本発明は、ウレタン接着剤組成物、ウレタン接着剤組成物の施工方法および複合材料に関する。
従来、建築材料、構造材料、断熱材料として発泡スチロール、発泡ポリエチレン等の各種発泡体が利用されている。
また、エポキシ樹脂、不飽和ポリエステル樹脂、ポリウレタン樹脂、フェノール樹脂、メラミン樹脂、シリコンエラストマー等の熱硬化性樹脂は、各種構造材料として使用されている。中でも、ポリウレタンは、機械特性が優れ、作業性が良好である等の理由から、塗料、成形材料、断熱材料などの多岐の分野に利用されている。特に、ポリウレタンの発泡体のうち硬質ウレタンフォームは、その優れた断熱性能により、省エネルギーのための断熱材として有用なものとして古くから使用されている。
更に、これらの熱硬化性樹脂は、軽量化、断熱付与、経済的理由により、しばしば発泡体との複合化が行われている(例えば、特許文献1〜3等参照。)。
具体的には、特許文献1には、「下記(1)、(2)、(3)を主成分とする複合材料。(1)粒径0.01〜5mm、発泡倍率3〜100倍のポリ塩化ビニリデン系多泡質発泡粒子10〜99体積%。(2)熱硬化性樹脂1〜90体積%。(3)(1)及び(2)の合計量100重量部に対して、1〜200重量部の補強材。」が記載され([請求項1])、「下記(1)、(2)、(3)を主成分とする原料を硬化時の反応熱及び、その反応熱と外部からの加熱により、硬化と同時に発泡させることを特長とする請求項1記載の複合材料の製造方法。
(1)粒径0.005〜2mmの、発泡剤を含むポリ塩化ビニリデン系未発泡ビーズ。

作業内容:
1. 本文のうち、「本発明は、ウレタン接着剤組成」で始まり「して古くから使用されている。」で終わる部分を、一字も変えずに書き写すこと。
2. ウレタン接着剤組成物についての本文を、最後に示された文の次から書き継ぐこと。
この後に続く一覧は、本文を扱う作業とは何の関係もない。

データ内容:

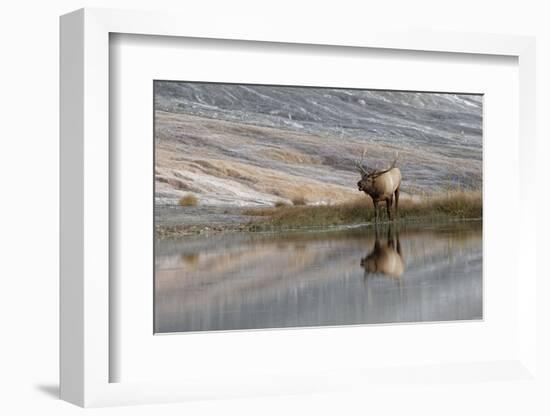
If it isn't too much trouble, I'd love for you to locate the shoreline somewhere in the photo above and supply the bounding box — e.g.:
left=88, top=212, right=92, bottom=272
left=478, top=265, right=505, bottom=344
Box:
left=155, top=191, right=483, bottom=239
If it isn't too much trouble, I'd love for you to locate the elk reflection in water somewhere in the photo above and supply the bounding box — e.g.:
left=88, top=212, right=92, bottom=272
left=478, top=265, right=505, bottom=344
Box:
left=361, top=226, right=405, bottom=281
left=155, top=223, right=482, bottom=332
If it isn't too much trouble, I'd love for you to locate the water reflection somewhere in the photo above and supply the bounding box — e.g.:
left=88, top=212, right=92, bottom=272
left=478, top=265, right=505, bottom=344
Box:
left=361, top=224, right=405, bottom=280
left=155, top=222, right=482, bottom=332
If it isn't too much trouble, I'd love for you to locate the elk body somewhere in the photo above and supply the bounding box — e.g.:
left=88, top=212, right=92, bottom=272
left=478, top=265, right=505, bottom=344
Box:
left=357, top=152, right=401, bottom=222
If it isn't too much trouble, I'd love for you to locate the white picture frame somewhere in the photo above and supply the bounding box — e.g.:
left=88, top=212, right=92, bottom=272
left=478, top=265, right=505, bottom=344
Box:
left=60, top=9, right=537, bottom=407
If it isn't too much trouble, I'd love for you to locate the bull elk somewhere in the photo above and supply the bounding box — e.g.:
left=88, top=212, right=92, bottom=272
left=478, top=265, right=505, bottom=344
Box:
left=356, top=150, right=401, bottom=222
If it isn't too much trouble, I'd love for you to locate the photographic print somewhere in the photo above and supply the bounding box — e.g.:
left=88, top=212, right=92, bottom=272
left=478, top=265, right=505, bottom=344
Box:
left=153, top=81, right=483, bottom=333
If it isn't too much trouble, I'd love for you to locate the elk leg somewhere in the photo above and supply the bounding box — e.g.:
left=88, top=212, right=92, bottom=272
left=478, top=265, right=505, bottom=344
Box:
left=395, top=188, right=399, bottom=218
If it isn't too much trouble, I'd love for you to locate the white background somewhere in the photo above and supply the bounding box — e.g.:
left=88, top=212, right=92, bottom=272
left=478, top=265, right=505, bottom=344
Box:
left=110, top=35, right=520, bottom=384
left=0, top=0, right=550, bottom=415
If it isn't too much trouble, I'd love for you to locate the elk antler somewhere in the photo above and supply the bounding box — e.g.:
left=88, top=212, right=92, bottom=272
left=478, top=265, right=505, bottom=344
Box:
left=374, top=151, right=399, bottom=176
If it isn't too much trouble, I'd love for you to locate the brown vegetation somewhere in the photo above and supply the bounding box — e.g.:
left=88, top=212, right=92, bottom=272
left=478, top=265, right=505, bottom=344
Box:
left=244, top=191, right=482, bottom=231
left=178, top=194, right=199, bottom=207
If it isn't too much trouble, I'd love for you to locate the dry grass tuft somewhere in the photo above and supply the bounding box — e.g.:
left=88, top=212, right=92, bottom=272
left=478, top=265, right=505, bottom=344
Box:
left=178, top=194, right=199, bottom=207
left=244, top=191, right=482, bottom=231
left=292, top=196, right=306, bottom=207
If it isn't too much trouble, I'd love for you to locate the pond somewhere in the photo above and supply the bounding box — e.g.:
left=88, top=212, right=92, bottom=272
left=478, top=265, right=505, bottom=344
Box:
left=155, top=221, right=482, bottom=333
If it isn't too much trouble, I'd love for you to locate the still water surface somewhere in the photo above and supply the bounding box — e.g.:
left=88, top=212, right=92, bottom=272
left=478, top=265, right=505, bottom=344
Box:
left=155, top=222, right=482, bottom=333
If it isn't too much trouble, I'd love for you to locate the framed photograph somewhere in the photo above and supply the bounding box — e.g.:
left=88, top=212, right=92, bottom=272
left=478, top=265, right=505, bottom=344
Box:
left=61, top=9, right=537, bottom=406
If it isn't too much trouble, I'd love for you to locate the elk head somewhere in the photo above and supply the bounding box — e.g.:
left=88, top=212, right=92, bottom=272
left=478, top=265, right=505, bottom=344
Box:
left=355, top=149, right=399, bottom=196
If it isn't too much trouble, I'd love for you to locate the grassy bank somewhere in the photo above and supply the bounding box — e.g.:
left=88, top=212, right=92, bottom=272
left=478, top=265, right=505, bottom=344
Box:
left=244, top=191, right=482, bottom=231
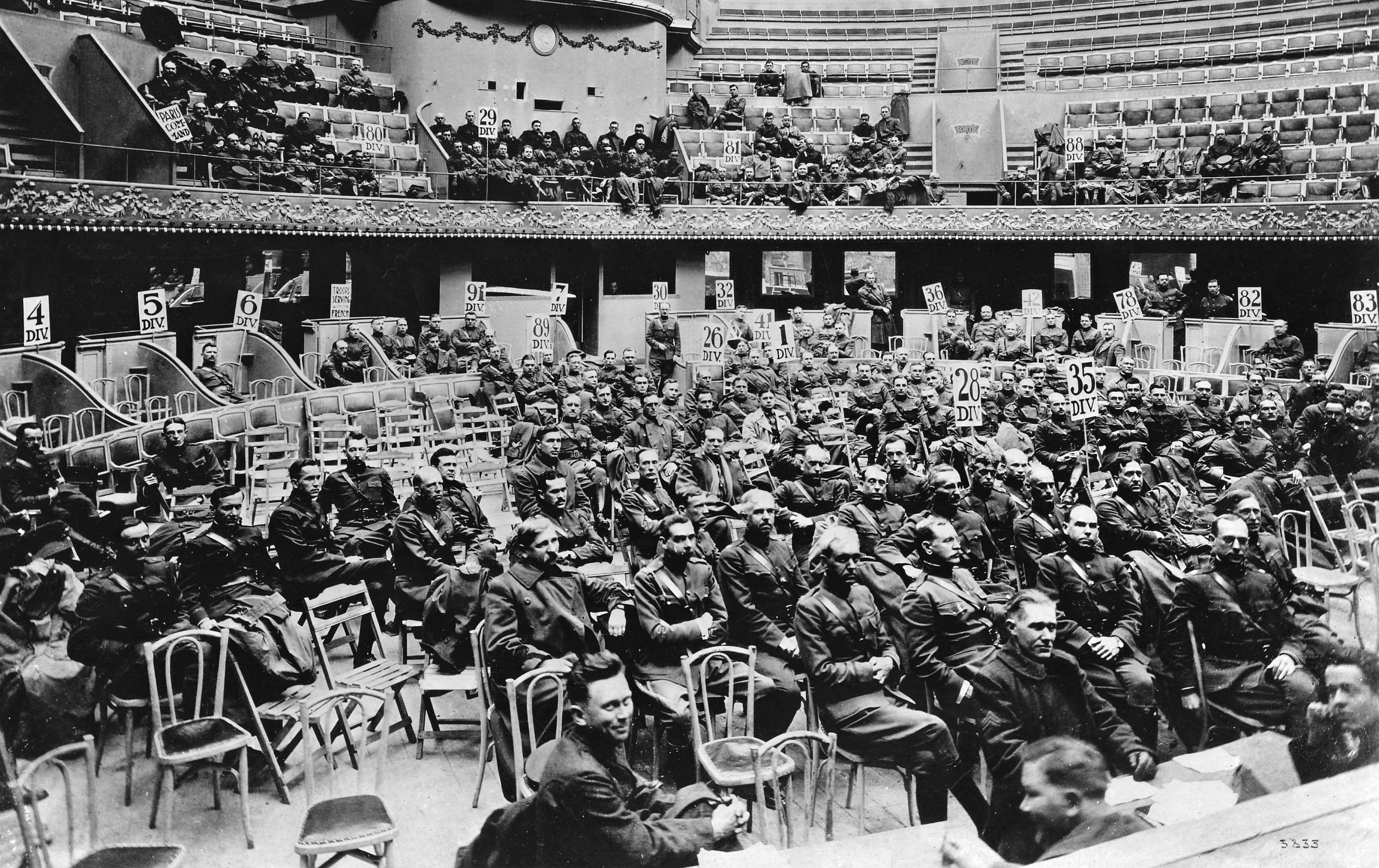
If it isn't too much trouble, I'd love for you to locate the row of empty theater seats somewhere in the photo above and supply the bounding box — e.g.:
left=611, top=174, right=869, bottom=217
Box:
left=1033, top=54, right=1376, bottom=91
left=1026, top=29, right=1376, bottom=76
left=62, top=0, right=322, bottom=45
left=718, top=0, right=1362, bottom=26
left=670, top=100, right=885, bottom=135
left=1066, top=81, right=1379, bottom=128
left=684, top=59, right=910, bottom=82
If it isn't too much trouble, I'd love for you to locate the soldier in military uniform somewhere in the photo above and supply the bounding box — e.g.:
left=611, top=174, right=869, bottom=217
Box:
left=718, top=489, right=807, bottom=730
left=267, top=459, right=396, bottom=653
left=629, top=513, right=798, bottom=787
left=70, top=518, right=192, bottom=699
left=622, top=448, right=676, bottom=569
left=1034, top=504, right=1159, bottom=751
left=1034, top=393, right=1087, bottom=485
left=794, top=528, right=985, bottom=823
left=139, top=416, right=225, bottom=511
left=876, top=464, right=1011, bottom=593
left=775, top=446, right=852, bottom=561
left=647, top=307, right=680, bottom=389
left=790, top=348, right=829, bottom=398
left=1163, top=515, right=1317, bottom=736
left=449, top=310, right=494, bottom=371
left=1015, top=464, right=1066, bottom=588
left=192, top=342, right=248, bottom=404
left=321, top=431, right=397, bottom=558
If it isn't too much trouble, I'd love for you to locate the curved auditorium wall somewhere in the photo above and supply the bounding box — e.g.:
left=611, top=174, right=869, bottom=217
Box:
left=374, top=0, right=669, bottom=140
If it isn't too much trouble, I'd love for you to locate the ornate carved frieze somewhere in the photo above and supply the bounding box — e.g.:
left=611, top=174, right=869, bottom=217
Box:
left=0, top=178, right=1379, bottom=240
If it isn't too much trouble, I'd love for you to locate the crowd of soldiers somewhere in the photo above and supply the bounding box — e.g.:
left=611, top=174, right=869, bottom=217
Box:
left=139, top=45, right=397, bottom=196
left=999, top=129, right=1370, bottom=205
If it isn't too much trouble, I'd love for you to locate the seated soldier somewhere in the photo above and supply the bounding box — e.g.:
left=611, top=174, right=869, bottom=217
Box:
left=538, top=470, right=612, bottom=566
left=176, top=485, right=280, bottom=630
left=630, top=514, right=796, bottom=787
left=1288, top=653, right=1379, bottom=784
left=455, top=652, right=749, bottom=868
left=794, top=528, right=985, bottom=823
left=718, top=489, right=807, bottom=732
left=70, top=518, right=192, bottom=699
left=192, top=342, right=248, bottom=404
left=1160, top=515, right=1317, bottom=736
left=320, top=431, right=397, bottom=558
left=484, top=515, right=632, bottom=801
left=139, top=416, right=226, bottom=518
left=267, top=459, right=397, bottom=653
left=1034, top=504, right=1159, bottom=751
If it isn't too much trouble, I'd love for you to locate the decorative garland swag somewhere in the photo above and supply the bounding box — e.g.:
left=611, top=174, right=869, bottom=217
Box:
left=412, top=18, right=661, bottom=56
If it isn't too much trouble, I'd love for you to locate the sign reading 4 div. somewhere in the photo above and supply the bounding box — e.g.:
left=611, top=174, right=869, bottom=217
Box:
left=139, top=289, right=168, bottom=335
left=924, top=284, right=947, bottom=313
left=1063, top=358, right=1101, bottom=422
left=19, top=295, right=52, bottom=347
left=1350, top=289, right=1379, bottom=325
left=952, top=362, right=982, bottom=428
left=234, top=289, right=263, bottom=332
left=713, top=280, right=738, bottom=310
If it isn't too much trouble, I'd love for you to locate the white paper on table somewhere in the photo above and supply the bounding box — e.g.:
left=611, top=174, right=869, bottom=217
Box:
left=1147, top=781, right=1240, bottom=826
left=699, top=842, right=786, bottom=868
left=1106, top=775, right=1159, bottom=805
left=1174, top=748, right=1240, bottom=775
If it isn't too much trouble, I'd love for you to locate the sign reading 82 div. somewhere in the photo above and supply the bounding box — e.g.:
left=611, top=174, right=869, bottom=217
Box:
left=1350, top=289, right=1379, bottom=325
left=713, top=280, right=738, bottom=310
left=1063, top=358, right=1101, bottom=422
left=952, top=362, right=982, bottom=428
left=139, top=289, right=168, bottom=335
left=924, top=284, right=947, bottom=313
left=234, top=289, right=263, bottom=332
left=1236, top=286, right=1265, bottom=320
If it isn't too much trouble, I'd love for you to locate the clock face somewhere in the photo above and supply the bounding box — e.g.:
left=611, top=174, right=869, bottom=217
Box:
left=531, top=25, right=558, bottom=55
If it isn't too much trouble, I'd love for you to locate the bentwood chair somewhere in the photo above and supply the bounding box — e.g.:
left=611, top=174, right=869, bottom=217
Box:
left=9, top=736, right=186, bottom=868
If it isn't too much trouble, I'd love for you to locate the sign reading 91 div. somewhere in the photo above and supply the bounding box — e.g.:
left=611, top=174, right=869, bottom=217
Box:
left=1063, top=358, right=1101, bottom=422
left=713, top=280, right=738, bottom=310
left=234, top=289, right=263, bottom=332
left=19, top=295, right=52, bottom=347
left=1346, top=289, right=1379, bottom=328
left=699, top=322, right=727, bottom=365
left=952, top=362, right=982, bottom=428
left=465, top=280, right=488, bottom=317
left=1236, top=286, right=1265, bottom=320
left=924, top=284, right=947, bottom=313
left=139, top=289, right=168, bottom=335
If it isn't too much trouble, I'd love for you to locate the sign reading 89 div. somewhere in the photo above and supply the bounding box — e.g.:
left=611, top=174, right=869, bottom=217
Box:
left=953, top=362, right=982, bottom=428
left=1063, top=358, right=1101, bottom=422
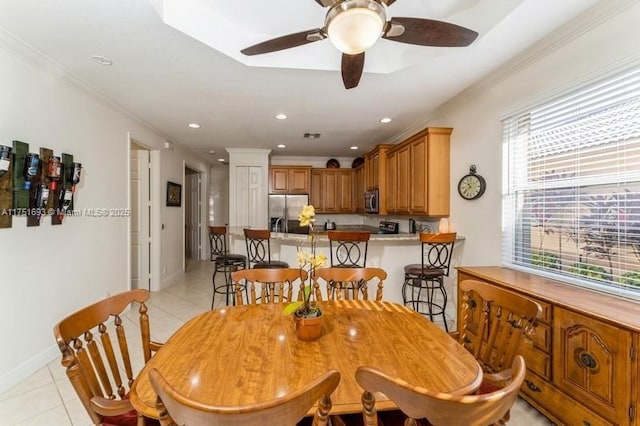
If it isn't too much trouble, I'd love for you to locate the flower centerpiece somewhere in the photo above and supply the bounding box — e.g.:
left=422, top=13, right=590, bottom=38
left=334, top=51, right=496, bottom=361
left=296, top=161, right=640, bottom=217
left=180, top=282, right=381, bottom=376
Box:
left=284, top=205, right=327, bottom=340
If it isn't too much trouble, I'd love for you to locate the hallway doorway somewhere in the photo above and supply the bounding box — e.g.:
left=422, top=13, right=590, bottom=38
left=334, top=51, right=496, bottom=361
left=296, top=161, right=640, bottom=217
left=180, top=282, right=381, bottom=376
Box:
left=184, top=166, right=202, bottom=270
left=129, top=139, right=152, bottom=290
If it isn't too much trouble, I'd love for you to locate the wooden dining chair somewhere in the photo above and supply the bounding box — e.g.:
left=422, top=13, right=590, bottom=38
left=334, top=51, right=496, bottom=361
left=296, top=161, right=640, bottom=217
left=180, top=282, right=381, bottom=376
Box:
left=149, top=368, right=340, bottom=426
left=231, top=268, right=308, bottom=305
left=327, top=231, right=371, bottom=268
left=356, top=355, right=526, bottom=426
left=53, top=289, right=162, bottom=425
left=243, top=228, right=289, bottom=269
left=451, top=280, right=542, bottom=381
left=312, top=267, right=387, bottom=300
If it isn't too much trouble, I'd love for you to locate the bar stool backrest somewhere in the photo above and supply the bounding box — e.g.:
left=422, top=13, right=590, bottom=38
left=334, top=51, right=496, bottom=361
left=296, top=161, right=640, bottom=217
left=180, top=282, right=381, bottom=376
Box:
left=420, top=232, right=456, bottom=277
left=209, top=226, right=228, bottom=260
left=327, top=231, right=371, bottom=268
left=244, top=229, right=271, bottom=264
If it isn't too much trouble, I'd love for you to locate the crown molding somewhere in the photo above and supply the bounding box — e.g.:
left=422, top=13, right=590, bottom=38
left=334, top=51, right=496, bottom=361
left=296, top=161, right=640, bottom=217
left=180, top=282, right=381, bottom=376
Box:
left=0, top=27, right=207, bottom=165
left=389, top=0, right=640, bottom=143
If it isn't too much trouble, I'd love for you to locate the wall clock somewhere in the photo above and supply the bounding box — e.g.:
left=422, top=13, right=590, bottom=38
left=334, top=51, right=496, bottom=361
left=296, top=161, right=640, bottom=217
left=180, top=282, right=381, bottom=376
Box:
left=458, top=165, right=487, bottom=200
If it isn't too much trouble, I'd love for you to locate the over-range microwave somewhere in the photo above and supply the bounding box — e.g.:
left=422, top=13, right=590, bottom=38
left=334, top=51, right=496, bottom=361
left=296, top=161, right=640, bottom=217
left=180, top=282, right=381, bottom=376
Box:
left=364, top=189, right=380, bottom=213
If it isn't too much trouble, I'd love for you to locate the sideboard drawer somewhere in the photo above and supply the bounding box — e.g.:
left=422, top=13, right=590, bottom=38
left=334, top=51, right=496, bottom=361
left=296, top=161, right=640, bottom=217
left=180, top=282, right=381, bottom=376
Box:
left=520, top=371, right=613, bottom=426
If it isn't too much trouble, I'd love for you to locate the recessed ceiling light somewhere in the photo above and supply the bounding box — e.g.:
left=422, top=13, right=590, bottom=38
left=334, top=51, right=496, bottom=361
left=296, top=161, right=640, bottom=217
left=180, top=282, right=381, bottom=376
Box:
left=91, top=55, right=113, bottom=67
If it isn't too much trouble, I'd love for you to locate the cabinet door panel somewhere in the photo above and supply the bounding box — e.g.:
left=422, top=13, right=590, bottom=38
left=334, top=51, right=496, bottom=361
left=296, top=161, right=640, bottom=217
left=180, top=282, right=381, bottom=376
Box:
left=288, top=169, right=310, bottom=194
left=410, top=138, right=428, bottom=214
left=309, top=170, right=324, bottom=213
left=322, top=170, right=340, bottom=213
left=380, top=151, right=398, bottom=213
left=396, top=146, right=413, bottom=213
left=553, top=309, right=632, bottom=424
left=338, top=170, right=353, bottom=213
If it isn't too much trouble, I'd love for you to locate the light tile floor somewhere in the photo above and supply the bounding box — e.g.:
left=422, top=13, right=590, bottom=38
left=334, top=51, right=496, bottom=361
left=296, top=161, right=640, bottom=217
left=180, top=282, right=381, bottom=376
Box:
left=0, top=261, right=551, bottom=426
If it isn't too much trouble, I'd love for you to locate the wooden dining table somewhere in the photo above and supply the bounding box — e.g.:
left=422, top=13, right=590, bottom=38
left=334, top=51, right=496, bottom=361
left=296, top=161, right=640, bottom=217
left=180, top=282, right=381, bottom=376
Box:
left=130, top=300, right=482, bottom=418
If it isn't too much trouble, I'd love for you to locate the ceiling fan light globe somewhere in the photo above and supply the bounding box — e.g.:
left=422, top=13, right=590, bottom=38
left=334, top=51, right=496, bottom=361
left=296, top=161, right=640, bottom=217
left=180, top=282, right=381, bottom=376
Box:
left=326, top=0, right=386, bottom=55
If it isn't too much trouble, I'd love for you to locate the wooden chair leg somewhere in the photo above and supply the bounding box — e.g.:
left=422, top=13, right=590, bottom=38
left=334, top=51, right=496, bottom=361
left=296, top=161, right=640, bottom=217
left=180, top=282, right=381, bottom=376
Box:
left=313, top=395, right=331, bottom=426
left=362, top=391, right=378, bottom=426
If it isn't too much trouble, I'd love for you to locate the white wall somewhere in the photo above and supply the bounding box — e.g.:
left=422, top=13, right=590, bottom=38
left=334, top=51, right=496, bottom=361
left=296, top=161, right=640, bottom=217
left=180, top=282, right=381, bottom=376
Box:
left=208, top=166, right=229, bottom=225
left=0, top=30, right=209, bottom=392
left=422, top=2, right=640, bottom=265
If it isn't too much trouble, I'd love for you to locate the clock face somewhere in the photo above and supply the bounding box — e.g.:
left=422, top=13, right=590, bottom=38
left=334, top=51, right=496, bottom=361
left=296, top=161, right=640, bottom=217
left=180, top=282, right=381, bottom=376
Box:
left=458, top=174, right=486, bottom=200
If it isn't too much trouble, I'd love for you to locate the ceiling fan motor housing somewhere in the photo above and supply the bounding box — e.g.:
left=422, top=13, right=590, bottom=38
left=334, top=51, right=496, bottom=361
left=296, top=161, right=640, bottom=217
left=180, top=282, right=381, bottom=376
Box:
left=325, top=0, right=387, bottom=55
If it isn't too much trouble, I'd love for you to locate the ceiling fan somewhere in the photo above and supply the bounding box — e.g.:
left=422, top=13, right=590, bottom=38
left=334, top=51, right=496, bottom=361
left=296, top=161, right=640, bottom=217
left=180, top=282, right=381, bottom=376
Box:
left=241, top=0, right=478, bottom=89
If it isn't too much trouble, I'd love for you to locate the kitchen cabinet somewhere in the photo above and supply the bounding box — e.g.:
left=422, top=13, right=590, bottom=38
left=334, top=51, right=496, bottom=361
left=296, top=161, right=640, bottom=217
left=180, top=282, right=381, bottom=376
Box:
left=310, top=169, right=353, bottom=213
left=396, top=145, right=414, bottom=213
left=378, top=150, right=398, bottom=213
left=352, top=165, right=365, bottom=213
left=269, top=166, right=311, bottom=194
left=381, top=127, right=453, bottom=217
left=364, top=144, right=395, bottom=215
left=458, top=266, right=640, bottom=426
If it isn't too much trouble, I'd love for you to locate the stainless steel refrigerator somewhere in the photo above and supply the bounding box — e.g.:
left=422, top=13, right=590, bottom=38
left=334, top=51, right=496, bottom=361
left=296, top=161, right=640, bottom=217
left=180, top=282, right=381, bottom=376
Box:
left=269, top=194, right=309, bottom=234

回答一覧:
1.
本発明は、ウレタン接着剤組成物、ウレタン接着剤組成物の施工方法および複合材料に関する。
従来、建築材料、構造材料、断熱材料として発泡スチロール、発泡ポリエチレン等の各種発泡体が利用されている。
また、エポキシ樹脂、不飽和ポリエステル樹脂、ポリウレタン樹脂、フェノール樹脂、メラミン樹脂、シリコンエラストマー等の熱硬化性樹脂は、各種構造材料として使用されている。中でも、ポリウレタンは、機械特性が優れ、作業性が良好である等の理由から、塗料、成形材料、断熱材料などの多岐の分野に利用されている。特に、ポリウレタンの発泡体のうち硬質ウレタンフォームは、その優れた断熱性能により、省エネルギーのための断熱材として有用なものとして古くから使用されている。

2.
(2)熱硬化性樹脂原料。ただし、(1)/(2)=100/1〜1/30(重量比)
(3)(1)及び(2)の合計量100重量部に対して、1〜200重量部の補強材。」が記載されている([請求項2])。
また、特許文献2には、「少なくとも下記3成分を含み、粘度が25℃、50〜2000MPa・sであるポリオール組成物。(A)ポリオール化合物(B)低粘度化剤(C)未発泡の発泡性ポリスチレン系樹脂粒子」が記載され、「そのポリオール組成物を有機イソシアネート化合物と混合して反応させ、その反応熱により発泡性ポリスチレン系樹脂粒子を発泡せしめてなる複合発泡体。」が記載されている。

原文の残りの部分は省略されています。